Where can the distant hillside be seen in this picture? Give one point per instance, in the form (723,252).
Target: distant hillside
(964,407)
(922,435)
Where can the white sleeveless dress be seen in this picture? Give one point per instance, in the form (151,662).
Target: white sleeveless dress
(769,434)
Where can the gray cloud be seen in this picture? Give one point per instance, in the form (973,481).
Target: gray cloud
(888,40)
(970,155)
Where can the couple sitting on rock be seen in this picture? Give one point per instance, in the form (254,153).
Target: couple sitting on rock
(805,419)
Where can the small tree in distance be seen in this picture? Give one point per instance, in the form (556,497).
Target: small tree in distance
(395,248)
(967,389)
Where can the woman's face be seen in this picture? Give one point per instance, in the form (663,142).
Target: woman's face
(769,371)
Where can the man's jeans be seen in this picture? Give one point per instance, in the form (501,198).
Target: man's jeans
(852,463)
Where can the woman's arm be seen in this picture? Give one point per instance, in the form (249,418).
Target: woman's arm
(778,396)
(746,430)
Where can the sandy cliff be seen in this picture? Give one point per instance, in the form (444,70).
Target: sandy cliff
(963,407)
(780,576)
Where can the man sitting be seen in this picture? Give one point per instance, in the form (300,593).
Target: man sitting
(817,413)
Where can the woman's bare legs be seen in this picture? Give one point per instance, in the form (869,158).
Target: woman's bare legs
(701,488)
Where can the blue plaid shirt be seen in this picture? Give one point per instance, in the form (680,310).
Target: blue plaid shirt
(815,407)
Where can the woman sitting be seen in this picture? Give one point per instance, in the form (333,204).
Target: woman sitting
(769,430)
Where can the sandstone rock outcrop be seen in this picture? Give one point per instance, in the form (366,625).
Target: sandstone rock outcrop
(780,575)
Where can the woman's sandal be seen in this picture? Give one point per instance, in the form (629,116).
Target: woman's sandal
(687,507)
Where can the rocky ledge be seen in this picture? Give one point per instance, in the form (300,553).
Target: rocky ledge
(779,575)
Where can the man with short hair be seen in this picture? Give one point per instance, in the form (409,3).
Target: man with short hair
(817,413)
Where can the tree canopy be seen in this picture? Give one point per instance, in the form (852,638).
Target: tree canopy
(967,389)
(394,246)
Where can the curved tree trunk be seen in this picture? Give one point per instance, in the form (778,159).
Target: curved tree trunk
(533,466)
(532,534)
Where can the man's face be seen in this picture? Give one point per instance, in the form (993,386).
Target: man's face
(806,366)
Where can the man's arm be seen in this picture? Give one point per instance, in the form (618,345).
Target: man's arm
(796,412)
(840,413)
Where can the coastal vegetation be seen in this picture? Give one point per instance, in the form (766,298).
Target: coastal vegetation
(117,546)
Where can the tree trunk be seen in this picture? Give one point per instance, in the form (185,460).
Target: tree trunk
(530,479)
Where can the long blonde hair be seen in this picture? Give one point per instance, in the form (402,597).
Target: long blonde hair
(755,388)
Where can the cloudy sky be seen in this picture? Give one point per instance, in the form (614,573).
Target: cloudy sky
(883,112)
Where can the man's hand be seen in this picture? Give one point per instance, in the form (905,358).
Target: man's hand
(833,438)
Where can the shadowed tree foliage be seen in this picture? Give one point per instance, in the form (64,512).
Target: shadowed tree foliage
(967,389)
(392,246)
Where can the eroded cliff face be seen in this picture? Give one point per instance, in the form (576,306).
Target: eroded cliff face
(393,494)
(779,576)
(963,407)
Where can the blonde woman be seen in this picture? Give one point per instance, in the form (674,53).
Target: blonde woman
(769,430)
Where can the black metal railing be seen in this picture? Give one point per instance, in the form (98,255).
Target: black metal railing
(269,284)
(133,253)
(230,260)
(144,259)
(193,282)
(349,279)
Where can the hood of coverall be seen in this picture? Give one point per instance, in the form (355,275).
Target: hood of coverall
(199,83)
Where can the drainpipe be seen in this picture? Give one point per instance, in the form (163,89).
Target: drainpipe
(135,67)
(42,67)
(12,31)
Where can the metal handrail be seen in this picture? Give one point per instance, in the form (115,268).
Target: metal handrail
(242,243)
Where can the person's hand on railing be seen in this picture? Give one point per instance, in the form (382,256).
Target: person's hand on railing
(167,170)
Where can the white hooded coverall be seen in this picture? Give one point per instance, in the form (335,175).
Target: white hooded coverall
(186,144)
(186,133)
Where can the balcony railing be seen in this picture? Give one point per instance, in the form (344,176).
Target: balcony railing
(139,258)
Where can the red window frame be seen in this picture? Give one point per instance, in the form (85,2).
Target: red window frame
|---|
Rescale only the records from the line containing "Where can the balcony" through the end of the records, inclusive, restating every line with the requests included. Multiply both coordinates of each answer point by 2.55 and round to whole numbers, halves up, leaving the numbers in the requests and their sample forms unchanged.

Where can the balcony railing be seen in this picture? Give one point per instance, in the form (344,176).
Target: balcony railing
(354,658)
Where can the red window frame be seen in this picture? Give one point per instance, in the form (85,2).
Target: red window frame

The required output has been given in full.